WORK INSTRUCTIONS -
a: In the ultrasonic nozzle article, do these statements agree with the text? (i) The device needs hot water to work. (ii) Producing 1 tonne of clean wool after shearing can take up to 100 tonnes of water. (iii) Licenses for the device have already been sold to a number of industries. For each, answer yes or no and quote the words that decide it.
b: Set down, word for word, the part of the ultrasonic nozzle article from "Revolutionary ultrasonic nozzle" up to and including "to subsequently treat.".

SELECTED EXTRACT -
● ● ●
Revolutionary ultrasonic nozzle that will change the way water cleans
10 November 2011A team of scientists from the University of Southampton were today awarded the Royal Society Brian Mercer Award for Innovation 2011 in recognition of their invention of an attachment for taps which massively enhances the ability of water to clean.
Currently, industry uses excessive water, power and additives for cleaning. For example, it can take up to 100 tonnes of water to produce 1 tonne of clean wool after shearing. Many industrial processes also generate large quantities of contaminated run-off. The water from hosing down an abattoir represents a real health risk and cannot be allowed to enter the water supply. Purifying run-off is costly – each cubic metre of water used for cleaning in the nuclear industry can cost around £10,000 to subsequently treat.
Professor Tim Leighton and Dr Peter Birkin’s device works with cold water, minimal additives and consumes as much electrical power as a light bulb. Its application will be wide – licenses have already been sold to a number of industries to look at cleaning in food preparation, hospitals, manufacturing and the home. The new technology consumes less water and power than the established competitor technologies.
● ● ●
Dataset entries

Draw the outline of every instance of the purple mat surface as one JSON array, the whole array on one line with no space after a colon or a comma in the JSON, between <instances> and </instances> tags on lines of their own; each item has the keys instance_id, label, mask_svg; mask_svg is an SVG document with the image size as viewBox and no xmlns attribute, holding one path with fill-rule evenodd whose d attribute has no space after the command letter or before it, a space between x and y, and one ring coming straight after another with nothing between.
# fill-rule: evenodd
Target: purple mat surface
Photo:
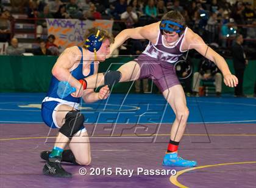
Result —
<instances>
[{"instance_id":1,"label":"purple mat surface","mask_svg":"<svg viewBox=\"0 0 256 188\"><path fill-rule=\"evenodd\" d=\"M92 155L91 164L84 167L88 173L80 175L81 166L63 163L63 167L74 175L71 179L63 179L42 174L44 162L40 153L51 149L55 140L51 138L45 143L48 127L1 124L0 187L177 187L170 182L170 175L137 174L138 167L144 170L186 169L161 164L171 124L113 126L87 125ZM50 135L56 133L54 130ZM255 144L256 124L188 124L179 146L180 156L197 161L198 166L232 164L190 170L178 176L177 181L189 187L256 187L256 163L236 164L256 161ZM88 174L90 168L104 167L112 168L113 174ZM129 177L116 175L116 168L134 171Z\"/></svg>"}]
</instances>

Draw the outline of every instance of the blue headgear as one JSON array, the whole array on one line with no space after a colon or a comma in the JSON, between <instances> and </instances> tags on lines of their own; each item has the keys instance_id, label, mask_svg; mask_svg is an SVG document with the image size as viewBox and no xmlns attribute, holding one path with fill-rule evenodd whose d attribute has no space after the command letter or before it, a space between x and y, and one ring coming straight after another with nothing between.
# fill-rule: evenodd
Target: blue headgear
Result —
<instances>
[{"instance_id":1,"label":"blue headgear","mask_svg":"<svg viewBox=\"0 0 256 188\"><path fill-rule=\"evenodd\" d=\"M95 60L96 60L96 52L99 50L101 45L102 44L102 40L104 38L104 36L99 38L100 30L98 30L97 34L91 35L85 41L84 46L91 52L94 53Z\"/></svg>"},{"instance_id":2,"label":"blue headgear","mask_svg":"<svg viewBox=\"0 0 256 188\"><path fill-rule=\"evenodd\" d=\"M165 26L161 27L161 25L165 25ZM170 27L171 26L170 25L177 26L179 27L179 29L178 30L174 29ZM169 20L162 20L161 21L161 23L160 25L160 29L162 35L163 35L163 30L164 30L168 32L175 32L177 33L180 34L180 32L184 30L184 26L180 24L179 24L178 23L176 23L175 22L169 21Z\"/></svg>"}]
</instances>

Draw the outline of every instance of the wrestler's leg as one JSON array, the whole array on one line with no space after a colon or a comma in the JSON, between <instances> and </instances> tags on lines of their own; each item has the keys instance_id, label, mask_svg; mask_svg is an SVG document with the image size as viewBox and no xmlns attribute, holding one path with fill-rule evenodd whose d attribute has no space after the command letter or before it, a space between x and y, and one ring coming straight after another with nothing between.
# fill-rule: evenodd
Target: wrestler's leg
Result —
<instances>
[{"instance_id":1,"label":"wrestler's leg","mask_svg":"<svg viewBox=\"0 0 256 188\"><path fill-rule=\"evenodd\" d=\"M172 166L194 166L196 162L183 159L177 156L178 146L184 133L189 111L182 87L175 85L163 92L176 115L176 119L171 130L170 141L163 165Z\"/></svg>"},{"instance_id":2,"label":"wrestler's leg","mask_svg":"<svg viewBox=\"0 0 256 188\"><path fill-rule=\"evenodd\" d=\"M140 68L135 61L129 61L121 66L118 71L121 73L119 82L127 82L137 79L140 76ZM91 75L85 79L87 82L87 88L93 89L104 85L104 75L98 73Z\"/></svg>"}]
</instances>

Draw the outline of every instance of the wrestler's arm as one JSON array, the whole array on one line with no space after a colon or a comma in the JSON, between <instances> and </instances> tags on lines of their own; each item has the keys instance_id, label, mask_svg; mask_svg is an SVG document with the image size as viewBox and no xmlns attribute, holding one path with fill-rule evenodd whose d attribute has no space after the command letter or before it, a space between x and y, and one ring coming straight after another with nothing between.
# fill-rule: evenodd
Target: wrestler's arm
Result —
<instances>
[{"instance_id":1,"label":"wrestler's arm","mask_svg":"<svg viewBox=\"0 0 256 188\"><path fill-rule=\"evenodd\" d=\"M214 62L223 74L225 84L229 87L235 87L238 84L236 77L233 75L224 58L209 47L201 37L189 29L186 36L188 49L194 49L202 56Z\"/></svg>"},{"instance_id":2,"label":"wrestler's arm","mask_svg":"<svg viewBox=\"0 0 256 188\"><path fill-rule=\"evenodd\" d=\"M79 95L82 96L82 91L78 93L78 92L80 90L81 84L69 72L69 69L72 68L75 63L80 62L80 53L77 50L79 49L76 47L65 50L54 64L52 69L52 73L59 81L67 81L72 87L75 87L77 91L76 93L77 93L76 95L79 94Z\"/></svg>"},{"instance_id":3,"label":"wrestler's arm","mask_svg":"<svg viewBox=\"0 0 256 188\"><path fill-rule=\"evenodd\" d=\"M110 55L112 52L121 45L127 39L146 39L149 41L154 40L157 37L159 22L153 23L143 27L132 29L127 29L121 31L115 38L115 42L110 45Z\"/></svg>"},{"instance_id":4,"label":"wrestler's arm","mask_svg":"<svg viewBox=\"0 0 256 188\"><path fill-rule=\"evenodd\" d=\"M98 71L99 64L94 62L94 72L97 74ZM107 86L102 87L98 93L94 92L94 89L88 88L84 90L83 99L85 102L94 102L100 99L106 99L109 95L109 89Z\"/></svg>"}]
</instances>

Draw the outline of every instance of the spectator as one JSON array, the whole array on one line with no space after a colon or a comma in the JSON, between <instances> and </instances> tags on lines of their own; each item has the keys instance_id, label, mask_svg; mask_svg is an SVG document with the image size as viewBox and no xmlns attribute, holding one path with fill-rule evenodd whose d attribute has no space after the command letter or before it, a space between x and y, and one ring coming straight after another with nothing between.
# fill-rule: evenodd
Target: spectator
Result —
<instances>
[{"instance_id":1,"label":"spectator","mask_svg":"<svg viewBox=\"0 0 256 188\"><path fill-rule=\"evenodd\" d=\"M35 55L51 55L52 53L46 49L45 41L41 40L39 41L40 47L34 50L34 54Z\"/></svg>"},{"instance_id":2,"label":"spectator","mask_svg":"<svg viewBox=\"0 0 256 188\"><path fill-rule=\"evenodd\" d=\"M54 17L59 19L70 18L69 15L66 11L66 5L63 4L59 7L59 10L54 15Z\"/></svg>"},{"instance_id":3,"label":"spectator","mask_svg":"<svg viewBox=\"0 0 256 188\"><path fill-rule=\"evenodd\" d=\"M90 9L85 13L84 18L93 20L101 19L101 15L96 10L94 4L91 3L90 5Z\"/></svg>"},{"instance_id":4,"label":"spectator","mask_svg":"<svg viewBox=\"0 0 256 188\"><path fill-rule=\"evenodd\" d=\"M210 11L212 13L216 13L219 9L217 0L212 0L210 7Z\"/></svg>"},{"instance_id":5,"label":"spectator","mask_svg":"<svg viewBox=\"0 0 256 188\"><path fill-rule=\"evenodd\" d=\"M126 23L126 28L133 28L134 24L138 21L138 16L132 12L132 6L129 5L126 11L121 15L121 19Z\"/></svg>"},{"instance_id":6,"label":"spectator","mask_svg":"<svg viewBox=\"0 0 256 188\"><path fill-rule=\"evenodd\" d=\"M115 5L115 9L112 13L115 19L120 19L121 15L126 11L127 5L125 0L119 0Z\"/></svg>"},{"instance_id":7,"label":"spectator","mask_svg":"<svg viewBox=\"0 0 256 188\"><path fill-rule=\"evenodd\" d=\"M55 13L60 5L63 5L63 2L60 0L55 0L49 3L49 10L51 14Z\"/></svg>"},{"instance_id":8,"label":"spectator","mask_svg":"<svg viewBox=\"0 0 256 188\"><path fill-rule=\"evenodd\" d=\"M209 44L216 42L216 41L218 39L216 38L218 35L216 35L218 33L217 24L217 15L216 13L212 13L207 21L207 25L205 26L205 30L207 33L207 42Z\"/></svg>"},{"instance_id":9,"label":"spectator","mask_svg":"<svg viewBox=\"0 0 256 188\"><path fill-rule=\"evenodd\" d=\"M252 5L249 2L246 4L246 7L243 12L243 14L247 24L249 23L250 21L255 18L254 11L252 8Z\"/></svg>"},{"instance_id":10,"label":"spectator","mask_svg":"<svg viewBox=\"0 0 256 188\"><path fill-rule=\"evenodd\" d=\"M51 51L52 55L59 55L60 51L58 46L54 44L55 38L53 35L50 35L47 38L47 42L46 45L46 49Z\"/></svg>"},{"instance_id":11,"label":"spectator","mask_svg":"<svg viewBox=\"0 0 256 188\"><path fill-rule=\"evenodd\" d=\"M248 64L248 60L246 58L242 44L243 37L241 34L236 35L235 44L232 46L232 53L233 63L234 65L235 75L238 79L238 85L235 87L235 95L236 96L244 96L243 92L243 82L244 72L246 66Z\"/></svg>"},{"instance_id":12,"label":"spectator","mask_svg":"<svg viewBox=\"0 0 256 188\"><path fill-rule=\"evenodd\" d=\"M32 1L29 2L29 8L27 10L27 17L29 18L37 18L38 15L38 4Z\"/></svg>"},{"instance_id":13,"label":"spectator","mask_svg":"<svg viewBox=\"0 0 256 188\"><path fill-rule=\"evenodd\" d=\"M133 0L130 3L130 5L132 5L132 12L135 13L138 17L143 15L143 7L141 7L143 4L139 4L137 0Z\"/></svg>"},{"instance_id":14,"label":"spectator","mask_svg":"<svg viewBox=\"0 0 256 188\"><path fill-rule=\"evenodd\" d=\"M0 16L0 42L10 41L10 12L4 10Z\"/></svg>"},{"instance_id":15,"label":"spectator","mask_svg":"<svg viewBox=\"0 0 256 188\"><path fill-rule=\"evenodd\" d=\"M39 19L37 21L37 38L40 38L43 33L43 29L46 29L47 23L45 18L52 18L53 16L49 11L49 6L46 5L43 8L43 12L41 12L38 15Z\"/></svg>"},{"instance_id":16,"label":"spectator","mask_svg":"<svg viewBox=\"0 0 256 188\"><path fill-rule=\"evenodd\" d=\"M154 5L154 0L149 0L145 8L145 14L149 17L152 21L155 21L157 16L157 7Z\"/></svg>"},{"instance_id":17,"label":"spectator","mask_svg":"<svg viewBox=\"0 0 256 188\"><path fill-rule=\"evenodd\" d=\"M171 10L179 11L179 12L182 12L183 7L180 6L180 1L174 0L173 5L171 6Z\"/></svg>"},{"instance_id":18,"label":"spectator","mask_svg":"<svg viewBox=\"0 0 256 188\"><path fill-rule=\"evenodd\" d=\"M6 54L9 55L21 55L25 52L23 47L18 47L18 41L16 38L12 38L10 41L10 45L6 49Z\"/></svg>"},{"instance_id":19,"label":"spectator","mask_svg":"<svg viewBox=\"0 0 256 188\"><path fill-rule=\"evenodd\" d=\"M246 39L256 39L256 19L252 21L251 24L248 25L248 28L247 29L247 36ZM246 44L248 45L255 47L256 45L256 42L255 41L247 41Z\"/></svg>"},{"instance_id":20,"label":"spectator","mask_svg":"<svg viewBox=\"0 0 256 188\"><path fill-rule=\"evenodd\" d=\"M83 15L84 15L85 13L90 9L91 0L78 0L77 2L78 7L82 12Z\"/></svg>"},{"instance_id":21,"label":"spectator","mask_svg":"<svg viewBox=\"0 0 256 188\"><path fill-rule=\"evenodd\" d=\"M167 12L167 9L165 6L165 1L159 1L157 2L157 18L161 19L161 18Z\"/></svg>"},{"instance_id":22,"label":"spectator","mask_svg":"<svg viewBox=\"0 0 256 188\"><path fill-rule=\"evenodd\" d=\"M215 80L216 95L220 96L221 93L222 76L216 65L208 59L203 59L199 64L199 71L194 73L193 79L193 95L197 96L199 91L201 80Z\"/></svg>"},{"instance_id":23,"label":"spectator","mask_svg":"<svg viewBox=\"0 0 256 188\"><path fill-rule=\"evenodd\" d=\"M244 10L244 5L242 2L236 1L233 8L230 17L235 19L238 24L244 24L244 15L243 12Z\"/></svg>"},{"instance_id":24,"label":"spectator","mask_svg":"<svg viewBox=\"0 0 256 188\"><path fill-rule=\"evenodd\" d=\"M80 19L83 18L83 15L76 4L76 0L70 0L69 3L66 5L66 12L71 18Z\"/></svg>"},{"instance_id":25,"label":"spectator","mask_svg":"<svg viewBox=\"0 0 256 188\"><path fill-rule=\"evenodd\" d=\"M29 5L29 0L10 0L12 11L24 13L24 8Z\"/></svg>"}]
</instances>

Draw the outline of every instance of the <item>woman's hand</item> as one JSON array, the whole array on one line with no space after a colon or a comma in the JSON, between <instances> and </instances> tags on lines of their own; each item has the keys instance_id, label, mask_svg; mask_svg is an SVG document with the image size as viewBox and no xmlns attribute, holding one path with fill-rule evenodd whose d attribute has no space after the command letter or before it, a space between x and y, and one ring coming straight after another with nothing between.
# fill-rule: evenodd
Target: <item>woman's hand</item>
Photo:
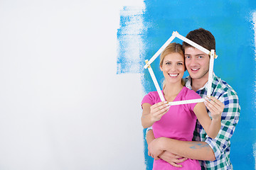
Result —
<instances>
[{"instance_id":1,"label":"woman's hand","mask_svg":"<svg viewBox=\"0 0 256 170\"><path fill-rule=\"evenodd\" d=\"M213 119L220 119L225 105L213 96L206 97L205 104L210 112Z\"/></svg>"},{"instance_id":2,"label":"woman's hand","mask_svg":"<svg viewBox=\"0 0 256 170\"><path fill-rule=\"evenodd\" d=\"M167 162L173 166L178 167L178 168L182 167L182 165L178 164L181 164L181 163L183 162L184 161L186 161L186 159L188 159L187 158L184 158L181 156L178 156L177 154L172 154L168 151L164 151L159 156L159 157L161 159L163 159L164 161Z\"/></svg>"},{"instance_id":3,"label":"woman's hand","mask_svg":"<svg viewBox=\"0 0 256 170\"><path fill-rule=\"evenodd\" d=\"M167 101L161 101L152 105L150 107L151 121L154 123L159 121L168 112L169 108L170 106L167 103Z\"/></svg>"}]
</instances>

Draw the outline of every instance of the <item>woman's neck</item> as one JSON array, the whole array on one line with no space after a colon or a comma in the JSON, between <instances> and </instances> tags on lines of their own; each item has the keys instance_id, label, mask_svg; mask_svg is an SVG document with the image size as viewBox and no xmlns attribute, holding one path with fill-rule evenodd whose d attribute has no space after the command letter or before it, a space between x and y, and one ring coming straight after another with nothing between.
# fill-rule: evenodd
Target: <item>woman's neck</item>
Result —
<instances>
[{"instance_id":1,"label":"woman's neck","mask_svg":"<svg viewBox=\"0 0 256 170\"><path fill-rule=\"evenodd\" d=\"M181 91L183 86L181 84L168 84L166 83L164 89L164 98L168 102L173 101Z\"/></svg>"}]
</instances>

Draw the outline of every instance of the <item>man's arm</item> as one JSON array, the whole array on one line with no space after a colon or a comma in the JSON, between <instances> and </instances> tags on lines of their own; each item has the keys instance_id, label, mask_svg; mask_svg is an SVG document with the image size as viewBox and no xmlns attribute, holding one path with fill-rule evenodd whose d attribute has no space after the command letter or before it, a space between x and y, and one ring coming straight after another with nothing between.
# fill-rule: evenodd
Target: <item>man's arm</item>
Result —
<instances>
[{"instance_id":1,"label":"man's arm","mask_svg":"<svg viewBox=\"0 0 256 170\"><path fill-rule=\"evenodd\" d=\"M152 130L150 130L147 132L147 133L146 135L146 142L147 142L148 145L154 140L155 140ZM150 157L153 156L151 154L150 152L149 152L149 156L150 156ZM162 153L160 155L159 155L159 157L156 159L159 159L159 158L163 159L164 161L167 162L171 165L172 165L173 166L175 166L175 167L182 167L182 166L181 164L178 164L183 162L184 161L188 159L186 157L181 157L177 154L174 154L173 153L171 153L170 152L167 152L167 151L162 152Z\"/></svg>"},{"instance_id":2,"label":"man's arm","mask_svg":"<svg viewBox=\"0 0 256 170\"><path fill-rule=\"evenodd\" d=\"M204 142L180 141L166 137L159 137L149 145L149 151L156 159L163 151L198 160L214 161L214 152Z\"/></svg>"}]
</instances>

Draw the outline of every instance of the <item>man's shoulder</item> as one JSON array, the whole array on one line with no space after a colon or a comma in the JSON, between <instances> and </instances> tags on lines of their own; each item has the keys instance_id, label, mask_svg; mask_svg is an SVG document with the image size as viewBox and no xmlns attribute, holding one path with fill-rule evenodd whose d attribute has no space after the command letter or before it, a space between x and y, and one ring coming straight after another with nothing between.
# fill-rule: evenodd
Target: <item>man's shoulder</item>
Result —
<instances>
[{"instance_id":1,"label":"man's shoulder","mask_svg":"<svg viewBox=\"0 0 256 170\"><path fill-rule=\"evenodd\" d=\"M221 79L220 77L215 76L213 81L213 88L214 92L220 94L223 96L234 96L238 97L237 92L229 85L225 81Z\"/></svg>"}]
</instances>

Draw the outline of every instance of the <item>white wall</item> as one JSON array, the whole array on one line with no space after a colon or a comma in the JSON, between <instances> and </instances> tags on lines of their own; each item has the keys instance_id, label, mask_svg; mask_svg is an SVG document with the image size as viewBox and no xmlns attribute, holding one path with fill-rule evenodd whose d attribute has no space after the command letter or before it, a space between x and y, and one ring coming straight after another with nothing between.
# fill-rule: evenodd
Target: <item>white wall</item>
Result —
<instances>
[{"instance_id":1,"label":"white wall","mask_svg":"<svg viewBox=\"0 0 256 170\"><path fill-rule=\"evenodd\" d=\"M144 169L141 75L116 74L123 6L0 1L0 169Z\"/></svg>"}]
</instances>

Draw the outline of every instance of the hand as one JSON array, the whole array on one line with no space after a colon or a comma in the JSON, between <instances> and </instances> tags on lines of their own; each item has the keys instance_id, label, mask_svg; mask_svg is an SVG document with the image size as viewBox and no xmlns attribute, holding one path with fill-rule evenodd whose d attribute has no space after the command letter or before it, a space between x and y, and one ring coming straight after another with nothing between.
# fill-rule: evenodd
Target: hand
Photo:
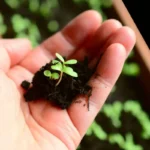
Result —
<instances>
[{"instance_id":1,"label":"hand","mask_svg":"<svg viewBox=\"0 0 150 150\"><path fill-rule=\"evenodd\" d=\"M31 51L26 39L0 39L0 149L75 150L104 104L135 44L129 27L116 20L103 23L95 11L86 11ZM54 58L91 58L101 61L89 84L93 87L90 111L83 104L68 110L45 101L26 103L20 84ZM84 100L83 100L84 102Z\"/></svg>"}]
</instances>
● ● ●
COMPLETED EXERCISE -
a:
(i) No: "works with cold water"
(ii) Yes: "it can take up to 100 tonnes of water to produce 1 tonne of clean wool after shearing"
(iii) Yes: "licenses have already been sold to a number of industries"

b:
Revolutionary ultrasonic nozzle that will change the way water cleans
10 November 2011A team of scientists from the University of Southampton were today awarded the Royal Society Brian Mercer Award for Innovation 2011 in recognition of their invention of an attachment for taps which massively enhances the ability of water to clean.
Currently, industry uses excessive water, power and additives for cleaning. For example, it can take up to 100 tonnes of water to produce 1 tonne of clean wool after shearing. Many industrial processes also generate large quantities of contaminated run-off. The water from hosing down an abattoir represents a real health risk and cannot be allowed to enter the water supply. Purifying run-off is costly – each cubic metre of water used for cleaning in the nuclear industry can cost around £10,000 to subsequently treat.